Point localization data:
↓↓↓

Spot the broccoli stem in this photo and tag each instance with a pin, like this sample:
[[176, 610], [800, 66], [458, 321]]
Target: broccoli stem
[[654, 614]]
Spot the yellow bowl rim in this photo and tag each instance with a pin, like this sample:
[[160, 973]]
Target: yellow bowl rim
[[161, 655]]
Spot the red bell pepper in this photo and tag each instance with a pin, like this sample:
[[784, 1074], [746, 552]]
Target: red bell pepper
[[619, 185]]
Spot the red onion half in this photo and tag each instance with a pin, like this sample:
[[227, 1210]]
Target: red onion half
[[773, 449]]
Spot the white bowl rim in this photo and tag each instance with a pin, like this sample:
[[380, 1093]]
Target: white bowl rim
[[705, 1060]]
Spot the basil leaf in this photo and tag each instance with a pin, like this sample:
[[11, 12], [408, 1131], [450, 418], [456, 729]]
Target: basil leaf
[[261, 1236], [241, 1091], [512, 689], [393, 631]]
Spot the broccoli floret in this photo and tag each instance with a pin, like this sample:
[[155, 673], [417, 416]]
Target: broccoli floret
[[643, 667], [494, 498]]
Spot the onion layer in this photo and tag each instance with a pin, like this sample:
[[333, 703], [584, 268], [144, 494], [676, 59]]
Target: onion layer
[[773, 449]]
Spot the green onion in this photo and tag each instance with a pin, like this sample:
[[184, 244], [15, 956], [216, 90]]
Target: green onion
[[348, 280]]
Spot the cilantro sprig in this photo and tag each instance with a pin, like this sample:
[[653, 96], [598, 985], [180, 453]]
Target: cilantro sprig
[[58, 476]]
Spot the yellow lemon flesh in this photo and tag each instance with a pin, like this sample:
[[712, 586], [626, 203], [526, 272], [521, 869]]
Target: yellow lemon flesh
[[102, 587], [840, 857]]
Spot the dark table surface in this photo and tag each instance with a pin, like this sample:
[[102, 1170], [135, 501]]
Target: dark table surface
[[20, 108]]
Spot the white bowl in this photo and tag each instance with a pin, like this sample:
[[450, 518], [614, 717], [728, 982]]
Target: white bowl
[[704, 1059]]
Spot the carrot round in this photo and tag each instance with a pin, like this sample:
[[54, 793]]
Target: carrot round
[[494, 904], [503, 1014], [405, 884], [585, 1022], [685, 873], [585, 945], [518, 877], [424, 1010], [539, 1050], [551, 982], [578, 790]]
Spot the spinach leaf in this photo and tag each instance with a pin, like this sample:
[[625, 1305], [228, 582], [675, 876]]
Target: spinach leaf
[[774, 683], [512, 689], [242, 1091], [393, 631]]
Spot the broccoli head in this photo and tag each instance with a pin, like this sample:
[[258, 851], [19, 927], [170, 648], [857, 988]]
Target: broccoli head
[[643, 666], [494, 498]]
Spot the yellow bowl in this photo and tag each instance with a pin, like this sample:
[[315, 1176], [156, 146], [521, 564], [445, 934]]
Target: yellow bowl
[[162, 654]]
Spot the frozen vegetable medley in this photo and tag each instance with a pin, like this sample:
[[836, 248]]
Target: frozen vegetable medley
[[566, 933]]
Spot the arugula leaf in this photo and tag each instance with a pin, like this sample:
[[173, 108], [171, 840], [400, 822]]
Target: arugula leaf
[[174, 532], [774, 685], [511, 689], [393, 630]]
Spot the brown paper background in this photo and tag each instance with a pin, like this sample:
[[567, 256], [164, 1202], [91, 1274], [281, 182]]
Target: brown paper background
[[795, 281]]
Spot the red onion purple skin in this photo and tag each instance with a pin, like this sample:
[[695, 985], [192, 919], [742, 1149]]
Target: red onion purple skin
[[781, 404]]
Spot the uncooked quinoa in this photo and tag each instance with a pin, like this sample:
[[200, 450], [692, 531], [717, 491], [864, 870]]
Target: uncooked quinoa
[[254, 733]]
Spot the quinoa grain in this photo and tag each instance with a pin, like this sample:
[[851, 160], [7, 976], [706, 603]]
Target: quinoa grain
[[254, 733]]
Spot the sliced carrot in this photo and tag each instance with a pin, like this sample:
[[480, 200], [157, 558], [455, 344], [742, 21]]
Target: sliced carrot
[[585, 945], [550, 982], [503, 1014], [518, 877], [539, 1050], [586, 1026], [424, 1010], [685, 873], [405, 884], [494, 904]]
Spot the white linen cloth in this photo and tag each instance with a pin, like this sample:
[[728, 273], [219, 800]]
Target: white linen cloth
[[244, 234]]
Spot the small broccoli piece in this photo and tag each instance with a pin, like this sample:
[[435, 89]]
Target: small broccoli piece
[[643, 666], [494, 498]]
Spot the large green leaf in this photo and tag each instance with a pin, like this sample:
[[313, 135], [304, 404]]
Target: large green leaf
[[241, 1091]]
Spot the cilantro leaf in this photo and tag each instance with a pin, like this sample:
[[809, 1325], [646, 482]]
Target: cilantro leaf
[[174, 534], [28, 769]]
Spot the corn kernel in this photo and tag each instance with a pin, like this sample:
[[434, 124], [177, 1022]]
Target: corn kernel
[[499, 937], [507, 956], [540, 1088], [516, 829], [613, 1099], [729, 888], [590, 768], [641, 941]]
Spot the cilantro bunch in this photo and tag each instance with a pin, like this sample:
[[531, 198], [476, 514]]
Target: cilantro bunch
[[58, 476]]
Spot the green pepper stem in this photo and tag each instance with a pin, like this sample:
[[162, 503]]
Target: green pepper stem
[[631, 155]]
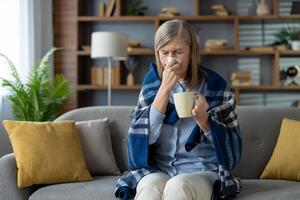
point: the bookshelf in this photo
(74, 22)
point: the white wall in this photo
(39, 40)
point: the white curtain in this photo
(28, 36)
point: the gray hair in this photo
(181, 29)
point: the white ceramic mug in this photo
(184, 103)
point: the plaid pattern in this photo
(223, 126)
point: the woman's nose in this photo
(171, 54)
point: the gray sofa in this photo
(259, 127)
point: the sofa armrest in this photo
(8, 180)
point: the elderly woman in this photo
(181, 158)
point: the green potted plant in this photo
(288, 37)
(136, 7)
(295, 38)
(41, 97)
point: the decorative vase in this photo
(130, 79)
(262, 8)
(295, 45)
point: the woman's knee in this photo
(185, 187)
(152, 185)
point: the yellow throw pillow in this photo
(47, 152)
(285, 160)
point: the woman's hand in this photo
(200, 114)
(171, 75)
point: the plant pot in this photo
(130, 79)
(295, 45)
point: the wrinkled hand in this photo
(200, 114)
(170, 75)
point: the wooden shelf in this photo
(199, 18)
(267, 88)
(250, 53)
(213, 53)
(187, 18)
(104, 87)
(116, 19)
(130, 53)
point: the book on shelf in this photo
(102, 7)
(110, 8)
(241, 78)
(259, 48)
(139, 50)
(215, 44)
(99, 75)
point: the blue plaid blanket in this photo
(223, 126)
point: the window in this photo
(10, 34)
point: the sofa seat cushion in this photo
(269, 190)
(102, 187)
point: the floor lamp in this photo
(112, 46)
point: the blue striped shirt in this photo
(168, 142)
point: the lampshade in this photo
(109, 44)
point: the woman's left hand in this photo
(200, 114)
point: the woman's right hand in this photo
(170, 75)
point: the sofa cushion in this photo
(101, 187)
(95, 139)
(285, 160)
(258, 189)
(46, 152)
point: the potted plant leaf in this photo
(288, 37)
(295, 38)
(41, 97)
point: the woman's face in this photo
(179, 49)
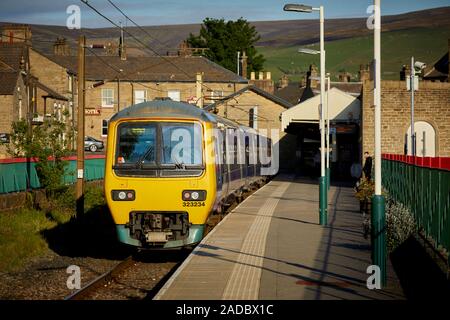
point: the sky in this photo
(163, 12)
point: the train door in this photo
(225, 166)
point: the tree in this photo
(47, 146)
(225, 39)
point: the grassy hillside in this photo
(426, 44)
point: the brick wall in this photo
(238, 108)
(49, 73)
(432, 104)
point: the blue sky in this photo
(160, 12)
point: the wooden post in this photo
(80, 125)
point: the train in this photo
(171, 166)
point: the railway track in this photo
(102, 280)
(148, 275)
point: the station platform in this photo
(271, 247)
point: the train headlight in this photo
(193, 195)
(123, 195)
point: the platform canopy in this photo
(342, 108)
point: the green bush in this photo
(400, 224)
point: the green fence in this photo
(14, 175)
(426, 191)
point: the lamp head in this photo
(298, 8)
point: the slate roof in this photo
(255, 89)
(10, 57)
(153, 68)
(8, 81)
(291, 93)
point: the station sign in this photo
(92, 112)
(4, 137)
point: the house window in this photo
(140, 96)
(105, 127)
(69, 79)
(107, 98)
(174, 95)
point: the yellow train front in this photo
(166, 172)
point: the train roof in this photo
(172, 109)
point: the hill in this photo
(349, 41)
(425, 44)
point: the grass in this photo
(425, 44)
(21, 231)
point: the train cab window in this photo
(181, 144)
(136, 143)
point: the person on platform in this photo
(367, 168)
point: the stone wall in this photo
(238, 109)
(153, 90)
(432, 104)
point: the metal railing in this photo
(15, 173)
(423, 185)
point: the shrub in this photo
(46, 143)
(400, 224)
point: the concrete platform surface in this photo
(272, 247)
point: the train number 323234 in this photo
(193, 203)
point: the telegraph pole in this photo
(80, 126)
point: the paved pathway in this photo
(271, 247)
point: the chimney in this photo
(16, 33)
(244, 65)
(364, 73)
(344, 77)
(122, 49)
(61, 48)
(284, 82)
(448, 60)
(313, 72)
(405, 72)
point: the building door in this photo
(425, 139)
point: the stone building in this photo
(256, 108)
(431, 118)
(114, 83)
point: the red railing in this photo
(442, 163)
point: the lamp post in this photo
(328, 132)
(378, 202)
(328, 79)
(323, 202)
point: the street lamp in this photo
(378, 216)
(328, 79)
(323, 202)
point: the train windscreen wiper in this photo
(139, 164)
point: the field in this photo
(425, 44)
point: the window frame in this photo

↑↑↑

WORK REQUIRED: Your answer must be the lines above from the one containing "Target: carrot round" to the one containing "[[567, 256], [164, 1202], [91, 1274], [281, 182]]", both included, restated word for word.

FINISHED TASK:
Target: carrot round
[[494, 904], [503, 1014], [405, 884], [585, 1022], [685, 873], [585, 945], [518, 877], [424, 1010], [539, 1050], [551, 982], [578, 790]]
Spot the spinach leaf in this photo and tag each instance with a pin, like this sample:
[[625, 1305], [228, 582], [675, 876]]
Target: spinach leaf
[[774, 683], [512, 689], [242, 1091], [393, 631]]
Spot the broccoli head in this photo and tag each instance with a pin, like this sample:
[[258, 851], [19, 927], [170, 648], [857, 988]]
Target: broccoli head
[[643, 666], [494, 498]]
Spot the yellow bowl in this photo and tag each instance with a pin, like this sample:
[[315, 1176], [156, 146], [521, 564], [445, 934]]
Target: yellow bowl
[[162, 654]]
Spot the frozen vegetable medley in this photo and tag each instance with a pin, like this sample:
[[836, 248]]
Target: frozen vegetable medley
[[566, 933]]
Spot the arugula leaf in this photo and tag each instance with a pin, like this sample:
[[173, 108], [171, 840], [400, 822]]
Target: arugula leaf
[[174, 532], [774, 685], [511, 689], [393, 630]]
Spot the brown paper background in this photo and tag each instance with a pin, like this sample:
[[567, 256], [164, 1202], [91, 1274], [281, 182]]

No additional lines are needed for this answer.